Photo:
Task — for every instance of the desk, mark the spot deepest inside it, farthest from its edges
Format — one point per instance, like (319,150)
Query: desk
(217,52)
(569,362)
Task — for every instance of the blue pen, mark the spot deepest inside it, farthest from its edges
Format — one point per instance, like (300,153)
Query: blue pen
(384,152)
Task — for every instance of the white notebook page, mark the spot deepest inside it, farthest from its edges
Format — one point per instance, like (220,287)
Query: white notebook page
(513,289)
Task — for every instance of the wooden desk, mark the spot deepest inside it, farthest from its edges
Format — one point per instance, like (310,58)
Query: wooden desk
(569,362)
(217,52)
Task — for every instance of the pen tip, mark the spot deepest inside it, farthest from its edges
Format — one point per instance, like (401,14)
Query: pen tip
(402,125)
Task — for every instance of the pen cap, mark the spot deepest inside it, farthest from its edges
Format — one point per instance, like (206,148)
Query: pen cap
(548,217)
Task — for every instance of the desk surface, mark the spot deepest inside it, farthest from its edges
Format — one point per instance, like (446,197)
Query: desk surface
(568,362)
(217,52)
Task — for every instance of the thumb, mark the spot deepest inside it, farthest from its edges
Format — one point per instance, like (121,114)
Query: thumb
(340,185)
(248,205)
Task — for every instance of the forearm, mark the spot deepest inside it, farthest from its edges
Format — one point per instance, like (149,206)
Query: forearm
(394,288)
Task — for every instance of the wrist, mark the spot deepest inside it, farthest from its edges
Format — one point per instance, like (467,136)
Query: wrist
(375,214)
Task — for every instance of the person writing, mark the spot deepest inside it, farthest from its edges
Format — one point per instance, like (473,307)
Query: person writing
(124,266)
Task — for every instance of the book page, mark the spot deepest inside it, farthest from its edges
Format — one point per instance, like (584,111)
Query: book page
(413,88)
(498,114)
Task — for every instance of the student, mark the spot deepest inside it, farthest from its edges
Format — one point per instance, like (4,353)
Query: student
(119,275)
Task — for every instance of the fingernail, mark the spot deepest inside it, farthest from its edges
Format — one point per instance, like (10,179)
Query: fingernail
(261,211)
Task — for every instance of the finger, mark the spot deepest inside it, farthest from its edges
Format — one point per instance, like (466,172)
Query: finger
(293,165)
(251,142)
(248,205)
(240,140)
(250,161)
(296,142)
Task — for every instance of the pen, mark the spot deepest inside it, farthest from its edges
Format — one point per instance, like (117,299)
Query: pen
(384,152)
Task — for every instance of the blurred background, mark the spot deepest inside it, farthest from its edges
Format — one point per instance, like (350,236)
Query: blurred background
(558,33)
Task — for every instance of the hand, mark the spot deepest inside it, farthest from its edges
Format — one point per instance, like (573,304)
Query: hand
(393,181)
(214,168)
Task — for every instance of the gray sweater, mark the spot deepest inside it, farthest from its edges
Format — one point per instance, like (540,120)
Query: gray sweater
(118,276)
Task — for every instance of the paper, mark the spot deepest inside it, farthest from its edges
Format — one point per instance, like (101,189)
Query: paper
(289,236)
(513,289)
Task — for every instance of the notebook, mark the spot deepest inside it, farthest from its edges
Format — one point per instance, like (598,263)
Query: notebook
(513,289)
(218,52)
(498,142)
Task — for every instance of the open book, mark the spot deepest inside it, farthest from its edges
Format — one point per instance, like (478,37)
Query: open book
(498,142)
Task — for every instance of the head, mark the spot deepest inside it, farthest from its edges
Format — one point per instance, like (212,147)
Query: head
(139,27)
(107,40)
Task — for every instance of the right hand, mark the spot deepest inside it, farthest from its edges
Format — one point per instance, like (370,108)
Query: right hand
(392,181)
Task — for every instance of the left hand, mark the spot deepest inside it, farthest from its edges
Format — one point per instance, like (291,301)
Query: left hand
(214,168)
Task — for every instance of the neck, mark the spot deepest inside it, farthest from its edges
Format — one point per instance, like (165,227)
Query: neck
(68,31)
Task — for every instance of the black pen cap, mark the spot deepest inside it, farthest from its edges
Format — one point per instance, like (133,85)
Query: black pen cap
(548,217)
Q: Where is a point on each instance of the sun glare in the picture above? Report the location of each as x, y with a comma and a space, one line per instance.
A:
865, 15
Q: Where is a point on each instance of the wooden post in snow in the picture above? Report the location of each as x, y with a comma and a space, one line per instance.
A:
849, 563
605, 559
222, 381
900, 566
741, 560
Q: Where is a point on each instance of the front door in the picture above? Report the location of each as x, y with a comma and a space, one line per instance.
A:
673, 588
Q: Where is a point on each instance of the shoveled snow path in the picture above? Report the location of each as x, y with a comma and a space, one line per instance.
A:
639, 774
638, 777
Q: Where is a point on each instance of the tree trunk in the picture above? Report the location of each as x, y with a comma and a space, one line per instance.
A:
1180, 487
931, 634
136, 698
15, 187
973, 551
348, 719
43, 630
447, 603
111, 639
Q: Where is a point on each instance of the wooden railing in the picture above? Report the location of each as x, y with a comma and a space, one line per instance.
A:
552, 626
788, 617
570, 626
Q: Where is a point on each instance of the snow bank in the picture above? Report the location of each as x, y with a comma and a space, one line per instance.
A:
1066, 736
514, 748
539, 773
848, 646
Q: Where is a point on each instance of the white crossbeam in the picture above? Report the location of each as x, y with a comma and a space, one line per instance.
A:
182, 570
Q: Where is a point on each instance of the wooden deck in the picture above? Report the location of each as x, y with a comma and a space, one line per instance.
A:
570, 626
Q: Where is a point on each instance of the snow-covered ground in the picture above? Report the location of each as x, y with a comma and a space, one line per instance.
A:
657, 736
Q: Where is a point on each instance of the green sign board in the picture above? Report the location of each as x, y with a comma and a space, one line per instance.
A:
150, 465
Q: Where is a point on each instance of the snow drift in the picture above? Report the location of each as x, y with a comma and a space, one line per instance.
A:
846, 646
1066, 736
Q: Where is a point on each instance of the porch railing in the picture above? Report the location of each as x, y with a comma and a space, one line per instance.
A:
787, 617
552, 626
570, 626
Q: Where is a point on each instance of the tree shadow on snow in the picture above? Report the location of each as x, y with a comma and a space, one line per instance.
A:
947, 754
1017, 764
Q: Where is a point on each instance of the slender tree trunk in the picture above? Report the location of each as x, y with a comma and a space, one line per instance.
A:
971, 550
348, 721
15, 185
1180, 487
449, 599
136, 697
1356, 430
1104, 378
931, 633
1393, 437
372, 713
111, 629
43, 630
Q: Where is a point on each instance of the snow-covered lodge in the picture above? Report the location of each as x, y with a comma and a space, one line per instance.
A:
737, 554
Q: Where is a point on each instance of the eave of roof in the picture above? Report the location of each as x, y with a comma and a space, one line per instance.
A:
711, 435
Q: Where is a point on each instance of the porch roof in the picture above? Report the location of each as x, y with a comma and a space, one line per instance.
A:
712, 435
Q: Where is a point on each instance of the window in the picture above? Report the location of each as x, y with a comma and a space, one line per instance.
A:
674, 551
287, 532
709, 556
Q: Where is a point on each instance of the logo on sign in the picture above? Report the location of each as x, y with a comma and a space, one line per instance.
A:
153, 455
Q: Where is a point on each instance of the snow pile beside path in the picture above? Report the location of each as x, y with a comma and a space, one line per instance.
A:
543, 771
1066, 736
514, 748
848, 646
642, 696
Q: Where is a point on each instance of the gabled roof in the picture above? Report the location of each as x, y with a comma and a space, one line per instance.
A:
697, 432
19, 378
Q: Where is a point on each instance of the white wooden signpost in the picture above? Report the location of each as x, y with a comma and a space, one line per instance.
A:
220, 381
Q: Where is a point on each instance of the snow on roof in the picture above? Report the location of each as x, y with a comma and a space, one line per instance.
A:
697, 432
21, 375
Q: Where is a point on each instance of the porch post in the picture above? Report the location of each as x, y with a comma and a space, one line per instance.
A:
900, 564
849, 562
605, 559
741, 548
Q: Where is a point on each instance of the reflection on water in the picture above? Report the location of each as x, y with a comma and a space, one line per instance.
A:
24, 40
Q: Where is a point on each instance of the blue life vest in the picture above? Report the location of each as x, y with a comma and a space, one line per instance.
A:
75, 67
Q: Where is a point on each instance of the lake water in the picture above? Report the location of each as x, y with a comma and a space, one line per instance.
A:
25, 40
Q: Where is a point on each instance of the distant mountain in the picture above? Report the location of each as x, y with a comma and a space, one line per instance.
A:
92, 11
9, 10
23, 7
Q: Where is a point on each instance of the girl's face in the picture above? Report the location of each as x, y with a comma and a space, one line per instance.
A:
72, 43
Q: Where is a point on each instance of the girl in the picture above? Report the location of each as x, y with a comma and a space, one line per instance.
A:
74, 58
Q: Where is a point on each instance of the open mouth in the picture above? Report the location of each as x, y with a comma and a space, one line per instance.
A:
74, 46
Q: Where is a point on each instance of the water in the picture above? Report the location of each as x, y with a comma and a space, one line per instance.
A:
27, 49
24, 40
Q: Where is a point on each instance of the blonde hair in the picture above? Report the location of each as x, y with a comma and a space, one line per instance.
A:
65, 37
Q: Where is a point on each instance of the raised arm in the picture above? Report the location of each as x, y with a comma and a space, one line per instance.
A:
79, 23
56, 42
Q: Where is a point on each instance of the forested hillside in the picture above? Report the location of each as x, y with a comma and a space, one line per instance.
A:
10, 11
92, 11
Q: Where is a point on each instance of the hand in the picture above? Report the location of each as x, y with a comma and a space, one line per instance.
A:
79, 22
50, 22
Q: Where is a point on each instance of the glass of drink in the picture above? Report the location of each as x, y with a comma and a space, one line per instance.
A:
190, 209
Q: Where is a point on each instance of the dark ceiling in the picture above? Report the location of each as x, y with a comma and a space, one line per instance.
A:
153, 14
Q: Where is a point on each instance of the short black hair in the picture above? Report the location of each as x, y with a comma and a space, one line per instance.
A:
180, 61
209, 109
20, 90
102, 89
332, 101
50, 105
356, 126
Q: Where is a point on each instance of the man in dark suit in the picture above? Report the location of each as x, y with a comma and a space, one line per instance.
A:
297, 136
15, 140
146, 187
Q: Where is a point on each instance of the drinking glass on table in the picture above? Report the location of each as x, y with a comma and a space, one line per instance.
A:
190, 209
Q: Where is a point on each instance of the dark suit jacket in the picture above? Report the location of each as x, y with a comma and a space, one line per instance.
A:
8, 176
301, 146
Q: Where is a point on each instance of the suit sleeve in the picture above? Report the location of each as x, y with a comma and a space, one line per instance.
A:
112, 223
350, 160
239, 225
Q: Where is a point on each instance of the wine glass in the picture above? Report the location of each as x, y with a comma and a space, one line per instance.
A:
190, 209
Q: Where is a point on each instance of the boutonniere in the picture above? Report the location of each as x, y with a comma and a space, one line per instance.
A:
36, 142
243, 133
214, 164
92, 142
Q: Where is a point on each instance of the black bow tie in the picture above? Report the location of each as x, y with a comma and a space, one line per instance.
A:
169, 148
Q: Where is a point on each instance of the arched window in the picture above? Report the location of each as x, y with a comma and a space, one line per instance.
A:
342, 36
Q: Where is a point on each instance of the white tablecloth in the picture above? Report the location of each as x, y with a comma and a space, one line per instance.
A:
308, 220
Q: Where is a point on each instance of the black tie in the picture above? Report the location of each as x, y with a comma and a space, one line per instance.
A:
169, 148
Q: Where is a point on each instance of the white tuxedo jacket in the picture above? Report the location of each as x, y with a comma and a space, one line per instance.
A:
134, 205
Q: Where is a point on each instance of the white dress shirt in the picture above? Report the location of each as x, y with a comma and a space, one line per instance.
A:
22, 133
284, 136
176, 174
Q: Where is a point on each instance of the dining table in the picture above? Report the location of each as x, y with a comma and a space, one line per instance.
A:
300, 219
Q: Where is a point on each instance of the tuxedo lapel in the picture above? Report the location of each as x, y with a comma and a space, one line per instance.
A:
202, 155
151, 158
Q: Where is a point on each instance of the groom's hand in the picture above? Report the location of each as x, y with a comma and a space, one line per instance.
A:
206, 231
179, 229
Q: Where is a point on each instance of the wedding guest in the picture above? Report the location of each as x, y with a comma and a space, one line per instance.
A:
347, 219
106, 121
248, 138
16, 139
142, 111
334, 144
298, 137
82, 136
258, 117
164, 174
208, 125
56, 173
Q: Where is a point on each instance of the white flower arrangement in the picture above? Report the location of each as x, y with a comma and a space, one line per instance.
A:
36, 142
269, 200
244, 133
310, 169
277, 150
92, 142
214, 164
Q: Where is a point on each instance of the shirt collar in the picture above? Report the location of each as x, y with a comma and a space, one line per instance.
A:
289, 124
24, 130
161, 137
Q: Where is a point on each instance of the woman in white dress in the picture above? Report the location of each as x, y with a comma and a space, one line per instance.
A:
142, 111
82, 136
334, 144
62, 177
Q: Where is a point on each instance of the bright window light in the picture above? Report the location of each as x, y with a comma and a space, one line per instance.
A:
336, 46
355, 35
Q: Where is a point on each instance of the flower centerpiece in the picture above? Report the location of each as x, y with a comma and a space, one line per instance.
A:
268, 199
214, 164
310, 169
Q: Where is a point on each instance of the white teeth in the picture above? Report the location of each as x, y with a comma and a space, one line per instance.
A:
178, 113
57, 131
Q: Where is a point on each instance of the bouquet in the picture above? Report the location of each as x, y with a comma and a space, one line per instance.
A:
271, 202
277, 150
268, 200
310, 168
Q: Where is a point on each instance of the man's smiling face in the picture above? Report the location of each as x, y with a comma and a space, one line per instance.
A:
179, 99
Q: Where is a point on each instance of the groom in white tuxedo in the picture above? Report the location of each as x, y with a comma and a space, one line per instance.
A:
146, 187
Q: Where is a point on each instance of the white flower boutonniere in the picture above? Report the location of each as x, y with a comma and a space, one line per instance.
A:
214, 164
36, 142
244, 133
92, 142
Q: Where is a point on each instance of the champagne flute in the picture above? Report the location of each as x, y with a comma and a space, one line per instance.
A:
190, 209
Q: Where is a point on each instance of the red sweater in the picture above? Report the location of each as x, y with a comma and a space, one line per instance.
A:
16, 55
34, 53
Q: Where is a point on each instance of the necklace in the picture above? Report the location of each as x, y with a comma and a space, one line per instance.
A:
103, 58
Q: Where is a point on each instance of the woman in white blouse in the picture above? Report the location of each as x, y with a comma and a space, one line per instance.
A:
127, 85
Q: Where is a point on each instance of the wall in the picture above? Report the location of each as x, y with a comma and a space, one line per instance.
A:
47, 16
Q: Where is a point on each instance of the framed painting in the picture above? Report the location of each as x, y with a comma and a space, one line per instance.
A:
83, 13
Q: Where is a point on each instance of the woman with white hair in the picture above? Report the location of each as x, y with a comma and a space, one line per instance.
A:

_ _ _

What is being asked
Starting at the line that contains "Q: Where is a point on each instance of the man's", repeat each line exactly through the last one in the listing. Include both of those lines and nothing more.

Answer to this problem
Q: Where is a point on each instance of the man's smiling face in the picture above? Report the location of each as x, y with a comma and a space, one line per instance.
A:
179, 99
Q: Where is a point on each instance of the groom in white tuxedo in the picture above? Report the location of each as x, y with a comma and a space, one line per instance.
A:
146, 187
Q: Where is a point on each instance of the white flower boutonniere in the picture above? Report the location of each as x, y with a comma and a space, one line per instance.
A:
214, 164
36, 142
244, 133
92, 142
Q: Where is a point on each instance of the champagne flute in the picture above? Report the location of each as x, y with a comma and a space, one line per instance.
A:
190, 209
Q: Where is a point on each instance of the red sweater in the picture above? Report the location of each as x, y with a comma and a space, one line per instance.
A:
16, 55
34, 53
Q: Where is a point on each instance of the necklace in the picture above? Report the location of each as x, y with a comma and a space, one line per instance.
A:
103, 58
Q: Where is a point on each instance of the woman in white blouse in the picture above? Report the location of each as x, y with a comma and a space, one line per instance.
A:
127, 85
Q: Where is a point on each instance of the wall in the picture above? Report the location of each as x, y with a comma and a space, one line per instance.
A:
47, 16
Q: Where is a point on each instance of the framed painting in the picture above? Report the location of each as x, y with a comma and a space, one line per instance.
A:
83, 13
Q: Where is a point on each instance of the woman with white hair in the picture above? Report the location of each as x, y with a comma and a space, one line per instance.
A:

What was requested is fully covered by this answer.